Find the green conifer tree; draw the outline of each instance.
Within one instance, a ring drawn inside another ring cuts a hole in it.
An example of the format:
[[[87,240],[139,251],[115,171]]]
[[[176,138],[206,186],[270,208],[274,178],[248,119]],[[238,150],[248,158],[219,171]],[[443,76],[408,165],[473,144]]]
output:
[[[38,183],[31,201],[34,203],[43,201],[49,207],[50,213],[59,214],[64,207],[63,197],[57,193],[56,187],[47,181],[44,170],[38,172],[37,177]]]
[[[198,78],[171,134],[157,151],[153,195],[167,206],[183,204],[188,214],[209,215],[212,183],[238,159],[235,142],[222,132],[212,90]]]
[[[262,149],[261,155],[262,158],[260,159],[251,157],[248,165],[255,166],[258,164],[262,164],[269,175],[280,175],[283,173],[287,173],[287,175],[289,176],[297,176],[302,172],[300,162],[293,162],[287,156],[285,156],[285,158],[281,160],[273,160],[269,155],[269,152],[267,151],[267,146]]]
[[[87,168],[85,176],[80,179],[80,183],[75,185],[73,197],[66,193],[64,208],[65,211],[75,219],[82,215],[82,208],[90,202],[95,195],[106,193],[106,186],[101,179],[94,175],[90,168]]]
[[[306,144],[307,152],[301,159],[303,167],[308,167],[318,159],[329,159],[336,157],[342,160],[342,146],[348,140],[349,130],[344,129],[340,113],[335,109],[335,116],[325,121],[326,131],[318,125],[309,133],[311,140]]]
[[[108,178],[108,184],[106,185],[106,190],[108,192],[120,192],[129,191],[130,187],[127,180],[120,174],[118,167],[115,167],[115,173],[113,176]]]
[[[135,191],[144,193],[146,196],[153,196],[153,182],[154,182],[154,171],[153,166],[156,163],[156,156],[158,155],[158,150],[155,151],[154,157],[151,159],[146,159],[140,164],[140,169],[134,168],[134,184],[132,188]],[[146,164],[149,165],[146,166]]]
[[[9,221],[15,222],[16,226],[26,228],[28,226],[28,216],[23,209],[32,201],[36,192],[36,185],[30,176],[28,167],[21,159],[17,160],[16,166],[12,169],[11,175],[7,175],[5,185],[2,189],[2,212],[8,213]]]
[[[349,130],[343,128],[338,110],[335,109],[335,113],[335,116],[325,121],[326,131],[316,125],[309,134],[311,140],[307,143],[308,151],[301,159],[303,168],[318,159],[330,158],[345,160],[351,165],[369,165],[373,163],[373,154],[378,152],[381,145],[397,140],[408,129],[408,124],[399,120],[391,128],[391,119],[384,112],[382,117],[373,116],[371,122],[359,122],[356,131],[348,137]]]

...

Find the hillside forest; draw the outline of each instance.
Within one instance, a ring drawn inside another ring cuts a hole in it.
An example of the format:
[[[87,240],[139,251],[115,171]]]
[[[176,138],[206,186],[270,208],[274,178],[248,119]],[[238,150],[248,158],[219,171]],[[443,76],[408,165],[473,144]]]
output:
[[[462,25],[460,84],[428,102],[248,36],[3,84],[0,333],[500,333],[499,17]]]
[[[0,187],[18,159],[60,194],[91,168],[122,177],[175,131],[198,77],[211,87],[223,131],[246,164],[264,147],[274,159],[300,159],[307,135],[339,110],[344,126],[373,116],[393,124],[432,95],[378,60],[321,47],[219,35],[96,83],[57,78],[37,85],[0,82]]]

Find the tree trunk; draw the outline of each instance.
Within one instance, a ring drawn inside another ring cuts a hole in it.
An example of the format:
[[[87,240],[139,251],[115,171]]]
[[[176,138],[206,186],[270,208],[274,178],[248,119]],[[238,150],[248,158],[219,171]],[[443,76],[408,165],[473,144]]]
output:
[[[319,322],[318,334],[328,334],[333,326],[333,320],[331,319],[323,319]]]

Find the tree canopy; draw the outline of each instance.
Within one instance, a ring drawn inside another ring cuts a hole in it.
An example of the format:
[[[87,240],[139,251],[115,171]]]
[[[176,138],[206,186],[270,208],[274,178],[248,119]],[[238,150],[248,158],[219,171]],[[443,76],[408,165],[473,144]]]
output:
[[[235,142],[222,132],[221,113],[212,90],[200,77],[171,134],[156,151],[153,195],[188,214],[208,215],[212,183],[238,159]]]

▸ **Instructions to follow**:
Scan the entries above for the word "each". Report the lines that hold it.

▸ **Task result**:
Find the green conifer tree; draw the outline of each instance.
Find the hillside forest; draw the outline of each instance.
Find the tree trunk; draw the outline of each instance.
Find the tree canopy; draw the outline of each instance.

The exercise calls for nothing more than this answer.